Matilda later tries to attract the attentions of the much older Kim Hyde (Chris Hemsworth) and even fakes drowning to get him to notice her. However, this backfires when Matilda struggles for real and Kim is forced to save her. After recovering, Kim tells Matilda he has no feelings for her, leaving her devastated. When Beth and Rhys separate at the end of the year, The Hunters swap houses with Flynn Saunders (Joel McIlroy) and Sally Fletcher (Kate Ritchie). After overhearing a conversation between Kim and Robbie in which Kim tells Robbie he likes one of his sisters, Matilda immediately assumes it's her until she finds out it's her older sister Kit (Amy Mizzi).

Matilda later begins a friendship with Ric Dalby, who had bullied Henry previously and tries to make a move on him but he rejects her advances and begins dating Cassie Turner (Sharni Vinson). After feeling rejected, Matilda then begins sneaking out to wild parties and rock concerts. This behaviour culminates in her almost being date-raped by Callan Sherman.

The Holden family moves to Summer Bay, next door to the Hunters, and Matilda befriends the youngest son, Lucas (Rhys Wakefield). they are soon cast as the leads in Colleen Smart's (Lyn Collingwood) pantomime. After they share their first kiss on stage, Matilda and Lucas become a couple but their relationship ultimately ends shortly after both their families move into one house as their respective single parents Beth and Tony (Jon Sivewright) are dating.

### TASKS FOR THIS EXERCISE
**1)** Reproduce the Matilda passage between "Matilda later begins" and "Sivewright) are dating.", inclusive.
**2)** Continue the Matilda passage from its last sentence.

### LISTED ENTRIES
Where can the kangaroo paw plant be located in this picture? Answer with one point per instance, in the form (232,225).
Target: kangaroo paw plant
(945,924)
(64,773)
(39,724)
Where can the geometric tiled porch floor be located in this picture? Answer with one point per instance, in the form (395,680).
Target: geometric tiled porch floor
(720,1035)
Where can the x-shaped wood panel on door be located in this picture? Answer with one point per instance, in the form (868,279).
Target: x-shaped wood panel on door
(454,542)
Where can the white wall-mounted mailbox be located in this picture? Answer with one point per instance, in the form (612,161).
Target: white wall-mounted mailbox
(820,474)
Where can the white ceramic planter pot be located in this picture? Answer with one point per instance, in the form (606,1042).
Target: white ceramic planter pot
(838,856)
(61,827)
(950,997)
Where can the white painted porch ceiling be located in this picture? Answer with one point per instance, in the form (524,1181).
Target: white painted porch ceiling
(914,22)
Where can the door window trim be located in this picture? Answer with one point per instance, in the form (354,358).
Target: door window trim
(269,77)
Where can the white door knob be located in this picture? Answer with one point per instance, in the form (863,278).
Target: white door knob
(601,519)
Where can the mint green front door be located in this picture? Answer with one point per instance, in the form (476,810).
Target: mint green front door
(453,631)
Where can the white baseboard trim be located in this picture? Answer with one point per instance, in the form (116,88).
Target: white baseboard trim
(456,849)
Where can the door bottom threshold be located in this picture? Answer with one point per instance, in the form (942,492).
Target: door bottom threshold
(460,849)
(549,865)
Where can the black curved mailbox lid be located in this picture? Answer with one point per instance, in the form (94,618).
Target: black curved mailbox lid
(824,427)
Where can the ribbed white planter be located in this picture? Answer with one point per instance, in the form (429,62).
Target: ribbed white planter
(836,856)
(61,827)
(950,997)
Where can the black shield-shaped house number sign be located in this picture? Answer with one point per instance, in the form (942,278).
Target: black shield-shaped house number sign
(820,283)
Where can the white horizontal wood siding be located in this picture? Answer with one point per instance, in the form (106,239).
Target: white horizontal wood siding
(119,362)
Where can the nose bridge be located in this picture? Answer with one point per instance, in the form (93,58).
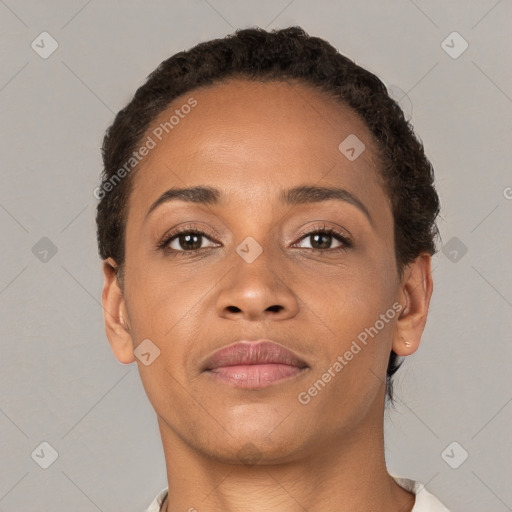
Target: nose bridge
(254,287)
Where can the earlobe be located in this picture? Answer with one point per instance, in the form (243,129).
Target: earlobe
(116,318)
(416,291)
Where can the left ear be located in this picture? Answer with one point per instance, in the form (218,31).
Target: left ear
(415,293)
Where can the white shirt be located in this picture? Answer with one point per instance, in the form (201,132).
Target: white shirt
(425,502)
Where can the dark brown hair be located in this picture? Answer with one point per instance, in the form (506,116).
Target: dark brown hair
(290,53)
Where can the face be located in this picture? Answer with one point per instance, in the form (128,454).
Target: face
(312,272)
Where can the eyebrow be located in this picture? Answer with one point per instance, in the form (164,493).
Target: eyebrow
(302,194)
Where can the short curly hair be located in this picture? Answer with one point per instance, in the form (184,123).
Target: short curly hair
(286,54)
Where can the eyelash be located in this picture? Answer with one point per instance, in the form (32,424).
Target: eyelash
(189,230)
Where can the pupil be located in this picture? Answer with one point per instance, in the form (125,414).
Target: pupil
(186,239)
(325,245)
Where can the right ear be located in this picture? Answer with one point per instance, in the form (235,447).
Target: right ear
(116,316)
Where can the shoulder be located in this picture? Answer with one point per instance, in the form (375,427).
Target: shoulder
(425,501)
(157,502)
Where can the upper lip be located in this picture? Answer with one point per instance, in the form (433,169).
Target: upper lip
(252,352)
...
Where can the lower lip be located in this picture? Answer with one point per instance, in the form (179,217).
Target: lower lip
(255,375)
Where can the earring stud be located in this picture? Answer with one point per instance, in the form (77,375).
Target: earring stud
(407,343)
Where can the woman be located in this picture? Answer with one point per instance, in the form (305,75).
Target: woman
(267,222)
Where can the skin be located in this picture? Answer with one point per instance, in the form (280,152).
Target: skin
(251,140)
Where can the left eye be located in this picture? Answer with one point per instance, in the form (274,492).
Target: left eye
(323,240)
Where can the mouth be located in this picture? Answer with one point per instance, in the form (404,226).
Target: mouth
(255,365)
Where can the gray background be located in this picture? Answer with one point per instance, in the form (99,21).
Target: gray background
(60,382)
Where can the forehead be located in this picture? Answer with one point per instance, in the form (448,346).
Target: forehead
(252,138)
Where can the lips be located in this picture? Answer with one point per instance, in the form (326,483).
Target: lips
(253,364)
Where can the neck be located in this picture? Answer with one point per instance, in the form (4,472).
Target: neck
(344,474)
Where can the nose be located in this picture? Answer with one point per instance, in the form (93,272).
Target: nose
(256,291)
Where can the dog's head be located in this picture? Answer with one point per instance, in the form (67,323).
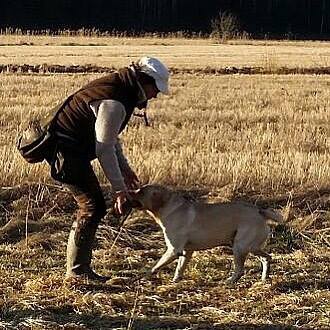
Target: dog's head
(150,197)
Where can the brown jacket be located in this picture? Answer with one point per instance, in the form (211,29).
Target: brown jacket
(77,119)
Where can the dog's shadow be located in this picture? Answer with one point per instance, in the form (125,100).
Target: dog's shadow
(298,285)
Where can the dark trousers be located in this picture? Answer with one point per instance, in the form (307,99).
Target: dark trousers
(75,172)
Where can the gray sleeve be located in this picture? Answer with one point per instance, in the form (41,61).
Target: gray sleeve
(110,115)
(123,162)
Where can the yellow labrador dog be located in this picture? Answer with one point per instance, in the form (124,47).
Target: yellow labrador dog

### RESULTS OF THE TASKS
**1)**
Matilda later begins a friendship with Ric Dalby, who had bullied Henry previously and tries to make a move on him but he rejects her advances and begins dating Cassie Turner (Sharni Vinson). After feeling rejected, Matilda then begins sneaking out to wild parties and rock concerts. This behaviour culminates in her almost being date-raped by Callan Sherman.

The Holden family moves to Summer Bay, next door to the Hunters, and Matilda befriends the youngest son, Lucas (Rhys Wakefield). they are soon cast as the leads in Colleen Smart's (Lyn Collingwood) pantomime. After they share their first kiss on stage, Matilda and Lucas become a couple but their relationship ultimately ends shortly after both their families move into one house as their respective single parents Beth and Tony (Jon Sivewright) are dating.

**2)**
Matilda is chosen to be Martha MacKenzie's (Jodi Gordon) bridesmaid for her wedding to Lucas' older brother Jack (Paul O'Brien). The day is marred by an explosion caused by Eve Jacobsen (Emily Perry), which leaves Matilda very badly burned. She then later develops bulimia after disgust with her body image following the explosion. Matilda collapses one day and then agrees to go to retreat for people with similar issues. While there she meets Dean Silverman (Gary Brun), who she begins dating. Lucas is suspicious of Dean and is shocked when he finds him hugging his ex-boyfriend, Gareth Westwood (Benjamin Ronczka) in a secluded spot. Matilda refuses to believe this at first but then is devastated when she finds the truth.

As 2007 begins, Matilda begins dating Ric, who has not long broken up with Cassie. Beth disapproves at first but eventually comes around. When Ric is imprisoned for murdering Rocco Cooper (Ian Meadows), Matilda stands by him. Ric is eventually released after the real culprit is found and the two resume their relationship. After Beth is killed in a head-on car crash, Matilda, Kit and the Holdens are left devastated. Soon after, Kit leaves and Matilda feels abandoned as she is the only member of her family left in the bay. This takes a toll on her schoolwork and Matilda fails her HSC and opts to repeat Year 12 the following year.

Matilda later finds out that Ric has been cheating on her with Viv Anderson (Simone McAullay) and later dumps him. They are later reunited but it is cut short when Matilda is accepted to a University in Perth and leaves immediately. Ric, on the advice of his grandfather, Alf Stewart (Ray Meagher) follows her there and finds Nathan Cunningham (Andrew Lees), the resident adviser in her bed. Ric prepares to return to Summer Bay but Matilda stops him and they have a heart-to-heart and reconcile.

==Reception==
For her portrayal of Matilda, Evans was nominated for "Best Young Actor" at the 2007 Inside Soap Awards. The following year, Evans received two nominations for "Sexiest Female" and "Best Couple", along with co-star Mark Furze. At the 2008 Dolly Teen Choice Awards, Evans won the "Queen of Teen" award.